§ Pointing records:
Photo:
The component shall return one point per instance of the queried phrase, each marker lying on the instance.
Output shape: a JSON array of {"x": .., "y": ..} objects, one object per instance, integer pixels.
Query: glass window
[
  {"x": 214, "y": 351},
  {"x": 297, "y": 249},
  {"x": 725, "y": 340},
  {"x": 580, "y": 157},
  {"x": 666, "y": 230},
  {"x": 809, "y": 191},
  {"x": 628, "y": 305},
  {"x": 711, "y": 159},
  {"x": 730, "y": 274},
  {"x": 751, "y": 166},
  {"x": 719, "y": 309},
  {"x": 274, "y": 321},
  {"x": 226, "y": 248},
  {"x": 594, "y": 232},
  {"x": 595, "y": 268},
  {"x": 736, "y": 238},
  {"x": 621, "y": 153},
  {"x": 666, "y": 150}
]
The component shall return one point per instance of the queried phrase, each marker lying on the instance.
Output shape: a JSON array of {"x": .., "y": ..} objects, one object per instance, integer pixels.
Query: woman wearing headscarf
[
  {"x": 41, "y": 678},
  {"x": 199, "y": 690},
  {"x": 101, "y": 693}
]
* * *
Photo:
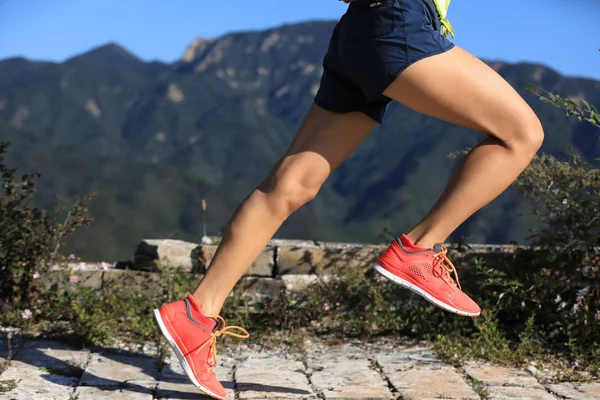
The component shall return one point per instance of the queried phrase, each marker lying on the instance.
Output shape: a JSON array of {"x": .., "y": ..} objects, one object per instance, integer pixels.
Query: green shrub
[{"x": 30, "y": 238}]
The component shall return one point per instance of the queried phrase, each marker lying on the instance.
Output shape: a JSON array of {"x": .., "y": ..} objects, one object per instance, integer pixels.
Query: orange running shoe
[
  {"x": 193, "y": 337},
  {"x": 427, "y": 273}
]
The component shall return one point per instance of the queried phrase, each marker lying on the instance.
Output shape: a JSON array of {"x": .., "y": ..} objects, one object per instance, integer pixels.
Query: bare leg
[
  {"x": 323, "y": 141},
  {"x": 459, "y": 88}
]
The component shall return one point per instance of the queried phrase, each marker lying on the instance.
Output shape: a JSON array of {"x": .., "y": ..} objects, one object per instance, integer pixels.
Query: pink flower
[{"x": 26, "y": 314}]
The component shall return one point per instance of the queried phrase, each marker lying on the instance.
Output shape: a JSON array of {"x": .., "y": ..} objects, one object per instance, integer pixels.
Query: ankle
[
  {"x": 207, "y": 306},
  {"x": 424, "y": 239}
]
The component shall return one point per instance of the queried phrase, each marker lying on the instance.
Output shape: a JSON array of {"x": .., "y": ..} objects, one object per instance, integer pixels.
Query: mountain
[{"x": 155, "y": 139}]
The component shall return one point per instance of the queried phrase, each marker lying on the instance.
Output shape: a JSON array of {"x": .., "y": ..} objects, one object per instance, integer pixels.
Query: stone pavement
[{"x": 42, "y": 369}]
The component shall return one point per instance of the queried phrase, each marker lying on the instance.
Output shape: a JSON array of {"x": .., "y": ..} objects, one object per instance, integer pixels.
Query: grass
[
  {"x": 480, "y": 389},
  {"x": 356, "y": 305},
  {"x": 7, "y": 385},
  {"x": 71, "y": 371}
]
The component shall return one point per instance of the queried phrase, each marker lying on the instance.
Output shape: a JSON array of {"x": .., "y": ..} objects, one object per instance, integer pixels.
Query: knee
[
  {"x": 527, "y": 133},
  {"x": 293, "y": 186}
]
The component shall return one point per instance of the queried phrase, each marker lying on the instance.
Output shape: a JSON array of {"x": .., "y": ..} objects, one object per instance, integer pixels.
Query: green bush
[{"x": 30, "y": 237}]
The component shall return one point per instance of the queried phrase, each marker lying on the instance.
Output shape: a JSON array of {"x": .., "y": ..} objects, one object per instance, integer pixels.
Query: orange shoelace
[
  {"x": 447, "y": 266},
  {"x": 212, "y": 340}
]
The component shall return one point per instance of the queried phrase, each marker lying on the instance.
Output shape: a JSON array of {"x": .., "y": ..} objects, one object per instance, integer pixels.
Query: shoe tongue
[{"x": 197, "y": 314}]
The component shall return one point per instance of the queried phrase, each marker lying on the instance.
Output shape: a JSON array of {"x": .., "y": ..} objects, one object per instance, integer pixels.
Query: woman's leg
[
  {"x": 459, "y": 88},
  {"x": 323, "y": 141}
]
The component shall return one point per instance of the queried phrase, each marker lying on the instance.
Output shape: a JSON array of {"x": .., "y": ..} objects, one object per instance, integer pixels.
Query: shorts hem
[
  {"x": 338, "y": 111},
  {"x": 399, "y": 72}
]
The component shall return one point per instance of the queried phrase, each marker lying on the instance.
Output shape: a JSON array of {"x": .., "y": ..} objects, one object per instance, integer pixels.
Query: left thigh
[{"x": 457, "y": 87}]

§ WHAT THE TASK REQUIRES:
Pull out every line of the records above that contains the string "orange", and list those lines in their original order.

§ TASK SOLUTION:
Query: orange running shoe
Query: orange shoelace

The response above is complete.